** INFORMATION PROVIDED follows **
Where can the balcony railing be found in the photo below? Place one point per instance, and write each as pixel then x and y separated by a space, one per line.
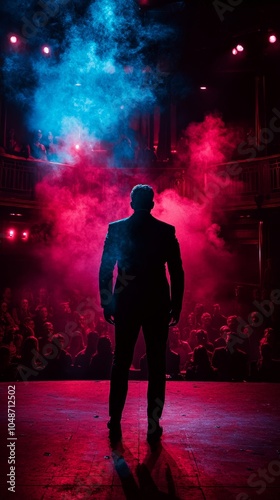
pixel 239 185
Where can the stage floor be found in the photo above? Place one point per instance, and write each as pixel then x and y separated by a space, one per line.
pixel 220 442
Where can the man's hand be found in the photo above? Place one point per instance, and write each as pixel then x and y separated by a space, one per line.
pixel 108 315
pixel 173 317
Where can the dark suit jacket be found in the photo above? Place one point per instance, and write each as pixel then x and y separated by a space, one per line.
pixel 141 246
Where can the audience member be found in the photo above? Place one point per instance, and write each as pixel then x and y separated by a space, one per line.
pixel 29 365
pixel 269 362
pixel 206 324
pixel 200 367
pixel 58 361
pixel 218 320
pixel 7 369
pixel 76 344
pixel 230 361
pixel 6 319
pixel 221 341
pixel 21 312
pixel 202 339
pixel 179 346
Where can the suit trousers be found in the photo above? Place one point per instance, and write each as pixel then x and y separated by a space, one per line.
pixel 155 331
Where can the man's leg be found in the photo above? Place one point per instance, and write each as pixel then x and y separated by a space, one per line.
pixel 155 334
pixel 126 333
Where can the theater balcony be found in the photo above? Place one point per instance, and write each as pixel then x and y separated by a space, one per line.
pixel 240 185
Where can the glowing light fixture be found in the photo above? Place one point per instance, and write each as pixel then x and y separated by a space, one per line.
pixel 11 233
pixel 13 39
pixel 272 39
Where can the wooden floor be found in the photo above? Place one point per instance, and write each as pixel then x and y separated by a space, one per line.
pixel 220 442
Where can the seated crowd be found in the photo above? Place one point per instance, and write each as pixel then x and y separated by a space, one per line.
pixel 47 337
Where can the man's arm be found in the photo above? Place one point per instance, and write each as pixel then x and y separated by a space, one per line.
pixel 108 262
pixel 175 268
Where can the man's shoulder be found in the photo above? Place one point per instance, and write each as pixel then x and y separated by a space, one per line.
pixel 118 223
pixel 163 225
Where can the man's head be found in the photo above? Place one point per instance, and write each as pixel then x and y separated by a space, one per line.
pixel 142 197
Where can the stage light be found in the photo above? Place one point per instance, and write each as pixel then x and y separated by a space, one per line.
pixel 11 233
pixel 13 39
pixel 272 39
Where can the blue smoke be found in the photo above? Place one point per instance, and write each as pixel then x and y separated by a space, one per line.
pixel 95 78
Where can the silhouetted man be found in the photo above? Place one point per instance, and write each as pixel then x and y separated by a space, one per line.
pixel 141 246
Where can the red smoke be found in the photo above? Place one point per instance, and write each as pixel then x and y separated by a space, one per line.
pixel 81 200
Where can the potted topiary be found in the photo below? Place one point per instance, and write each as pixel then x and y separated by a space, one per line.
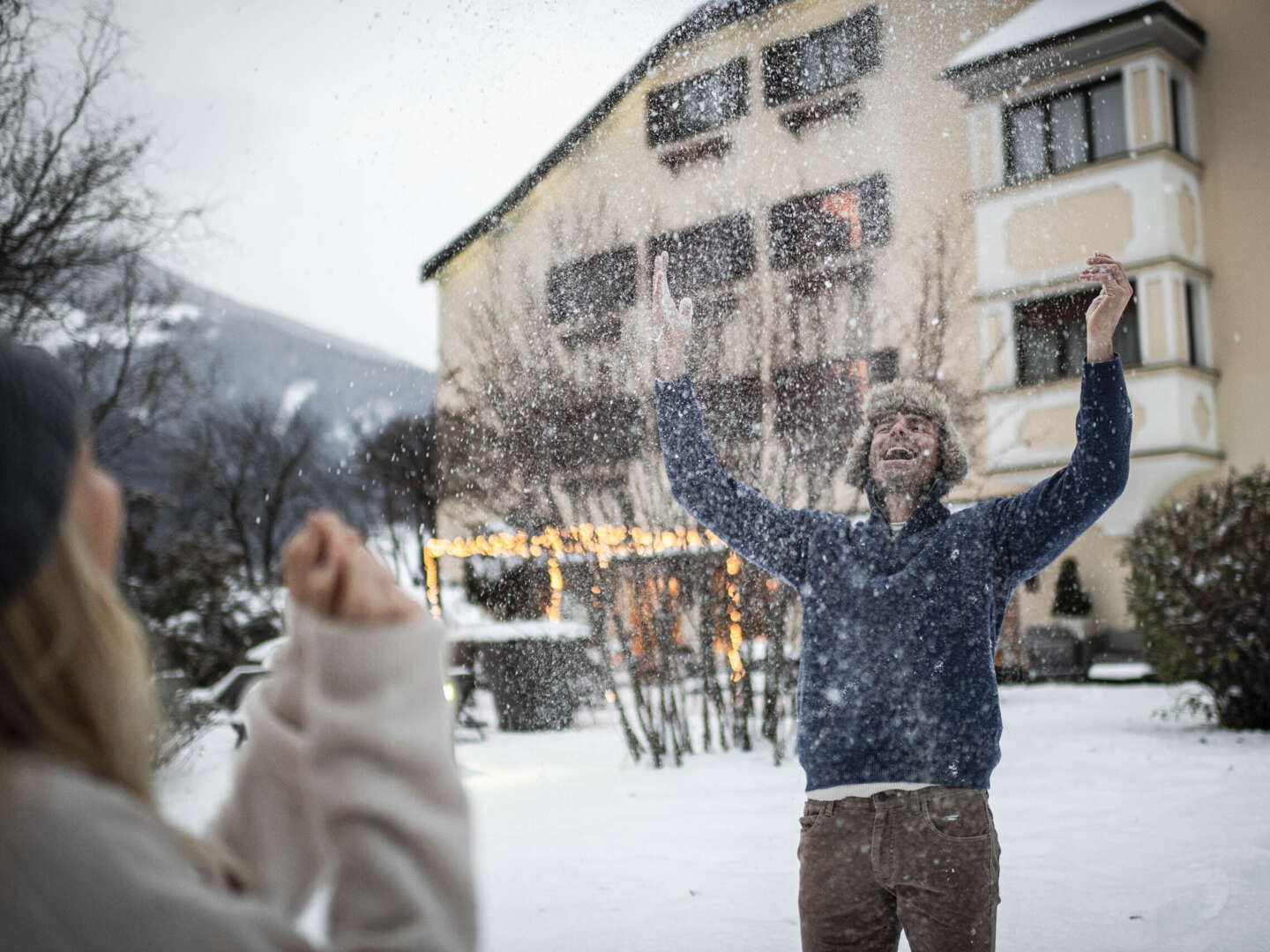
pixel 1072 605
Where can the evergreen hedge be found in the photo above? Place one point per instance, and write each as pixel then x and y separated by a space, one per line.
pixel 1199 589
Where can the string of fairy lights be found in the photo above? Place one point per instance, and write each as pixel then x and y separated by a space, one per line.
pixel 603 544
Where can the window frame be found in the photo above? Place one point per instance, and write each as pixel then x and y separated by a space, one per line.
pixel 680 240
pixel 672 130
pixel 1047 100
pixel 1085 296
pixel 601 323
pixel 778 89
pixel 1183 126
pixel 873 195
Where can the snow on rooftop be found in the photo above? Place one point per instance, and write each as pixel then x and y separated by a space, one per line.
pixel 1045 19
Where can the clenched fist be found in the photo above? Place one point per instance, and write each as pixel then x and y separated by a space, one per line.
pixel 329 571
pixel 1104 312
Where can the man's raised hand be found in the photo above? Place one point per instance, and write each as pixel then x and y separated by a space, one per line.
pixel 1104 312
pixel 672 324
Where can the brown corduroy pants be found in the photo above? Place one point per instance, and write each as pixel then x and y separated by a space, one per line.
pixel 923 861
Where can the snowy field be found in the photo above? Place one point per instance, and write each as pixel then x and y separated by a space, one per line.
pixel 1119 830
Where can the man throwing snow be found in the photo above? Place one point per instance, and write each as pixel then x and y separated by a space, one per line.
pixel 900 723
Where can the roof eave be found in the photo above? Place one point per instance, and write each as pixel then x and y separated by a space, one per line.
pixel 1154 23
pixel 705 19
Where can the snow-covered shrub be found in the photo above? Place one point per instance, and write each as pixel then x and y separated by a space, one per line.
pixel 1070 598
pixel 185 718
pixel 1199 589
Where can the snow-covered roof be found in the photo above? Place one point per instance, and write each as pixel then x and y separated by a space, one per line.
pixel 539 629
pixel 1052 19
pixel 706 18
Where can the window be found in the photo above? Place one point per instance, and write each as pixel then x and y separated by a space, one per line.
pixel 1197 339
pixel 818 406
pixel 883 366
pixel 811 227
pixel 710 317
pixel 700 103
pixel 587 294
pixel 828 57
pixel 1050 337
pixel 1180 100
pixel 588 438
pixel 709 254
pixel 1064 131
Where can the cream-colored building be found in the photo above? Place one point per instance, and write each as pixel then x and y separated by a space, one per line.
pixel 854 190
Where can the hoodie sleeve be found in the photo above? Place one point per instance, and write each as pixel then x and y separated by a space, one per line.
pixel 767 534
pixel 268 820
pixel 1033 528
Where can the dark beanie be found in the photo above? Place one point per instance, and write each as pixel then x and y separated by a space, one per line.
pixel 40 441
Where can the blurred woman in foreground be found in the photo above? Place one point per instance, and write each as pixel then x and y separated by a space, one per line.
pixel 348 775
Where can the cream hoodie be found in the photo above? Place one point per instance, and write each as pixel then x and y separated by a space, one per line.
pixel 347 775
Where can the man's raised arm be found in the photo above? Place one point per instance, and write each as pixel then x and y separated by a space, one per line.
pixel 1033 528
pixel 767 534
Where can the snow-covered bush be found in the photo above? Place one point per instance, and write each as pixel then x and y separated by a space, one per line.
pixel 1070 598
pixel 1199 589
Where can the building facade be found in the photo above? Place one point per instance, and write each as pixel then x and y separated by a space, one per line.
pixel 852 190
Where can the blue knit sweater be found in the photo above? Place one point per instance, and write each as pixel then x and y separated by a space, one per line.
pixel 897 678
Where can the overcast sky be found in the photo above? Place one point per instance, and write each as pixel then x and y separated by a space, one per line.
pixel 338 145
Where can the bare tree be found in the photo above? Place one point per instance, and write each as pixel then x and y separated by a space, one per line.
pixel 398 467
pixel 71 198
pixel 260 472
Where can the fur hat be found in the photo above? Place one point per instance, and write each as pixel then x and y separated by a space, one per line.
pixel 41 428
pixel 908 397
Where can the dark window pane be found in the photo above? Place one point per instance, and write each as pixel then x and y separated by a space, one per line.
pixel 698 103
pixel 813 77
pixel 733 407
pixel 1180 103
pixel 836 48
pixel 1106 109
pixel 818 406
pixel 714 253
pixel 1027 138
pixel 803 66
pixel 587 435
pixel 592 287
pixel 811 227
pixel 1067 132
pixel 883 366
pixel 1050 337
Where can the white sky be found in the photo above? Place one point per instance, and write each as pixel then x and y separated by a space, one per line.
pixel 338 145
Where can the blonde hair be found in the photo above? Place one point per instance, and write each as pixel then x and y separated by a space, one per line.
pixel 75 684
pixel 75 669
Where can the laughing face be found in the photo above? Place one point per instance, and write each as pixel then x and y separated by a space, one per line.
pixel 905 453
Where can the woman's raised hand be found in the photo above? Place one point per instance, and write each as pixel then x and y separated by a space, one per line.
pixel 331 573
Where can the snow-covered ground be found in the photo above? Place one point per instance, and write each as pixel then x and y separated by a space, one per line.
pixel 1119 830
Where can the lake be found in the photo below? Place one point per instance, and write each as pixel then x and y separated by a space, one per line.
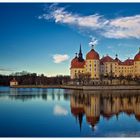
pixel 37 112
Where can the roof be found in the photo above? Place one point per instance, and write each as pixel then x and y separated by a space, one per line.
pixel 92 54
pixel 137 57
pixel 127 62
pixel 13 80
pixel 106 59
pixel 75 63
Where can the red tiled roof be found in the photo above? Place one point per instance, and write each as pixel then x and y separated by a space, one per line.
pixel 127 62
pixel 92 54
pixel 137 57
pixel 106 59
pixel 13 80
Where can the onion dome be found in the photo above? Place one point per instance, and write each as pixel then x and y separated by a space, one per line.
pixel 137 117
pixel 137 56
pixel 92 120
pixel 92 55
pixel 117 59
pixel 74 60
pixel 128 62
pixel 75 63
pixel 107 59
pixel 13 80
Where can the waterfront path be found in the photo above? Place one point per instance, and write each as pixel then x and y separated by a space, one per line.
pixel 98 87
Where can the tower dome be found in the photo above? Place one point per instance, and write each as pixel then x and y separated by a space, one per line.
pixel 75 63
pixel 92 54
pixel 137 56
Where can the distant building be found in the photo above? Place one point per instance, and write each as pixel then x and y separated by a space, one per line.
pixel 105 66
pixel 13 82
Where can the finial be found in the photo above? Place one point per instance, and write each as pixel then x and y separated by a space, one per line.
pixel 75 54
pixel 80 47
pixel 92 46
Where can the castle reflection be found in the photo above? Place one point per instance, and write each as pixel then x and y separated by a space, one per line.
pixel 92 104
pixel 105 104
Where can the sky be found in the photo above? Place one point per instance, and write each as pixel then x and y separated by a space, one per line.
pixel 44 37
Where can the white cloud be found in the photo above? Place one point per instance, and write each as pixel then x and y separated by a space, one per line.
pixel 122 27
pixel 58 58
pixel 59 110
pixel 60 15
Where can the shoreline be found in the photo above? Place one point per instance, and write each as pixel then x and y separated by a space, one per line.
pixel 98 87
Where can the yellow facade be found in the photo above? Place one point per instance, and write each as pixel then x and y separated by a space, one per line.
pixel 108 67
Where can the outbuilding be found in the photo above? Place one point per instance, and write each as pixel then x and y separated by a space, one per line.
pixel 13 82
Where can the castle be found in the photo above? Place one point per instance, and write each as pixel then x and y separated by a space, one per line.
pixel 105 66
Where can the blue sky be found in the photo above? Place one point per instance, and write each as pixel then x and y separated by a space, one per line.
pixel 43 38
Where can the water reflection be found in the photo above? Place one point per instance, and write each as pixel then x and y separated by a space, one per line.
pixel 91 105
pixel 107 105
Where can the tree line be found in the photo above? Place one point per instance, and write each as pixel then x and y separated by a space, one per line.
pixel 26 78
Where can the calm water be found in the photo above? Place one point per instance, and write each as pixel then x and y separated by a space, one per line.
pixel 67 113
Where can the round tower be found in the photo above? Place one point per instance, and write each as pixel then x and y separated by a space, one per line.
pixel 77 65
pixel 93 64
pixel 137 64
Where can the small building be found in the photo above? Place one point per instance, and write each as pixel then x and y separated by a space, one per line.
pixel 13 82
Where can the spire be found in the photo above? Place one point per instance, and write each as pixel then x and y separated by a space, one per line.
pixel 80 55
pixel 80 51
pixel 80 119
pixel 75 55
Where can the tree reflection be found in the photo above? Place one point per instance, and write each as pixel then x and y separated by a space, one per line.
pixel 106 104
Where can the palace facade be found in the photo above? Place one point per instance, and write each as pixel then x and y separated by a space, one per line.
pixel 96 66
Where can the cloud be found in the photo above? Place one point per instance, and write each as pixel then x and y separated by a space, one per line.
pixel 58 58
pixel 5 69
pixel 124 27
pixel 118 28
pixel 60 15
pixel 59 110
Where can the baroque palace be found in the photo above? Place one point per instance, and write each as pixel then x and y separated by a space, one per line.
pixel 96 67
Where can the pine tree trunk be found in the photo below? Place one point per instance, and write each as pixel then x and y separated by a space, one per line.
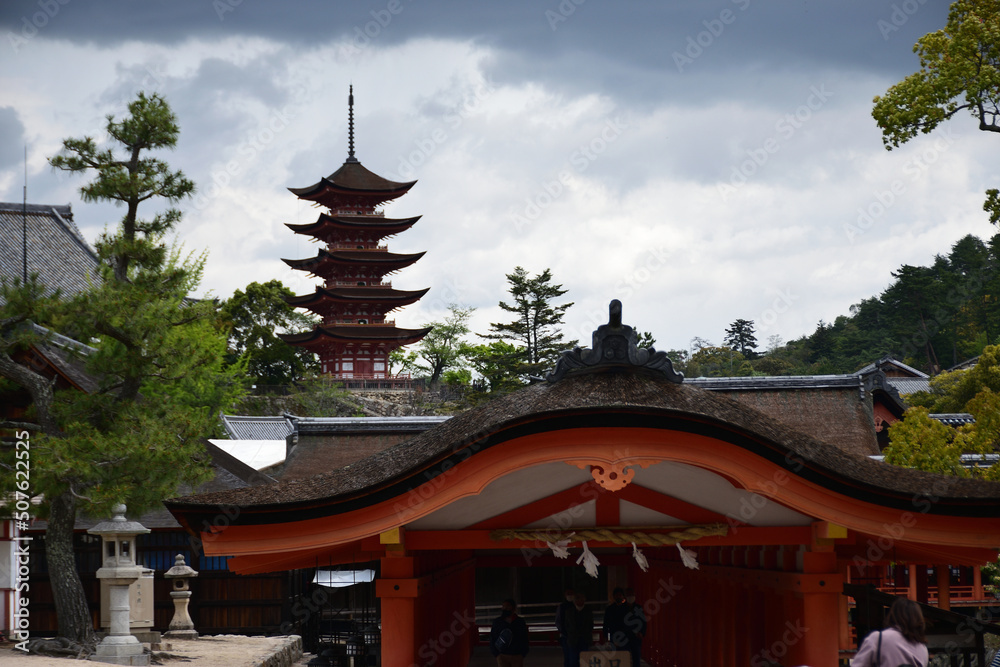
pixel 72 611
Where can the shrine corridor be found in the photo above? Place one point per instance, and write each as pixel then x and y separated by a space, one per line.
pixel 539 656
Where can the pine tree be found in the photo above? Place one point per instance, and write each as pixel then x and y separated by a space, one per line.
pixel 156 358
pixel 256 314
pixel 740 337
pixel 444 348
pixel 535 331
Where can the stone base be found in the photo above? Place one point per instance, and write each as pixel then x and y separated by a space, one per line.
pixel 120 651
pixel 147 636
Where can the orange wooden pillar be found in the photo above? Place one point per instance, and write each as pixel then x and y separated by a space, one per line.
pixel 943 573
pixel 813 632
pixel 397 590
pixel 717 630
pixel 731 627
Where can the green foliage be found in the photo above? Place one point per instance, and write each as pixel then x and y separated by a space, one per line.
pixel 499 364
pixel 132 178
pixel 929 317
pixel 444 348
pixel 959 71
pixel 917 441
pixel 137 437
pixel 921 442
pixel 740 337
pixel 645 339
pixel 718 362
pixel 952 391
pixel 536 328
pixel 256 315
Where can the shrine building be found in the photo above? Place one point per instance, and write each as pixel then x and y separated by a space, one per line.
pixel 739 534
pixel 354 339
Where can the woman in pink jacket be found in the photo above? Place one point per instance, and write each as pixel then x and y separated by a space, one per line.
pixel 901 644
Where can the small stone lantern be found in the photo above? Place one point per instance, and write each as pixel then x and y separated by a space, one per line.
pixel 181 626
pixel 119 568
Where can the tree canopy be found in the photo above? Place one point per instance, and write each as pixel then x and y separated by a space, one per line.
pixel 444 348
pixel 740 337
pixel 256 315
pixel 959 72
pixel 154 353
pixel 535 330
pixel 919 441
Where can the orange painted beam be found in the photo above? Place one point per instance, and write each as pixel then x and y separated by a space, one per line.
pixel 429 540
pixel 472 475
pixel 323 556
pixel 606 509
pixel 543 507
pixel 661 502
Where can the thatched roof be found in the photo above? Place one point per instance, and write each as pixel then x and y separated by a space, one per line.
pixel 604 399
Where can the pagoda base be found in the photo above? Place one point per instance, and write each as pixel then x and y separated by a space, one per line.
pixel 120 651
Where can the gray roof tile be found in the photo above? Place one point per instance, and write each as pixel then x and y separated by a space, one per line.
pixel 57 251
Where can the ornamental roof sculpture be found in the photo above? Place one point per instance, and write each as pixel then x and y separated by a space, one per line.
pixel 615 347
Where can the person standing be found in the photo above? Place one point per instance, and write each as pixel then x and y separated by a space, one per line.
pixel 561 612
pixel 615 629
pixel 635 621
pixel 579 624
pixel 509 636
pixel 902 641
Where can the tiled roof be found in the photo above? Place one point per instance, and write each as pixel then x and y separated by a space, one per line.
pixel 750 383
pixel 889 361
pixel 257 428
pixel 954 418
pixel 57 251
pixel 909 385
pixel 615 400
pixel 832 408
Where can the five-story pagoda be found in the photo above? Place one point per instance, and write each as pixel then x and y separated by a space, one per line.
pixel 354 339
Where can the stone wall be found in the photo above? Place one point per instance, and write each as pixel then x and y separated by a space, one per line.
pixel 283 655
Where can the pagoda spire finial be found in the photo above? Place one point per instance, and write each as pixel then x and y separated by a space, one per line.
pixel 350 126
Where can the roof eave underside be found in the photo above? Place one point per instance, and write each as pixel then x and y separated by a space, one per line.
pixel 400 469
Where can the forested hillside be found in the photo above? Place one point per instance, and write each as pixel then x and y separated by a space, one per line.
pixel 930 317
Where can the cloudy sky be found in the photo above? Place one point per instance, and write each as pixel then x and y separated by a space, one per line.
pixel 702 161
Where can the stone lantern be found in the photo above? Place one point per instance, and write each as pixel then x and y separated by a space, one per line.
pixel 119 570
pixel 181 626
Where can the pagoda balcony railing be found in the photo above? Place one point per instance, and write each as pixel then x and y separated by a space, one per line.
pixel 354 246
pixel 349 283
pixel 388 323
pixel 355 211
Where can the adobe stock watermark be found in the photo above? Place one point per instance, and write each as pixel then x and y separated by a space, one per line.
pixel 425 147
pixel 784 128
pixel 30 25
pixel 579 161
pixel 698 43
pixel 885 199
pixel 562 12
pixel 899 16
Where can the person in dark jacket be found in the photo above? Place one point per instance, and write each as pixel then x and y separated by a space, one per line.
pixel 509 636
pixel 562 611
pixel 579 625
pixel 635 621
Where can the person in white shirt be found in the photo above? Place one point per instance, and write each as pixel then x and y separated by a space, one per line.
pixel 901 644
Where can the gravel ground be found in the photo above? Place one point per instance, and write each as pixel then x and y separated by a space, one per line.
** End of INFORMATION PROVIDED **
● TASK REQUIREMENTS: Return, word for word, the lines from the one containing "Where can the person in white" through the end of the data above, both ends included, and nothing else.

● TASK OUTPUT:
Where can the person in white shirt be found in the photo above? Place one point per instance, and write each as pixel then x and y separated by a space, one per line.
pixel 901 644
Where can the gravel ground be found in the photo above? Place one point per instance, and write each as pixel then x and y separated by a space, one per line.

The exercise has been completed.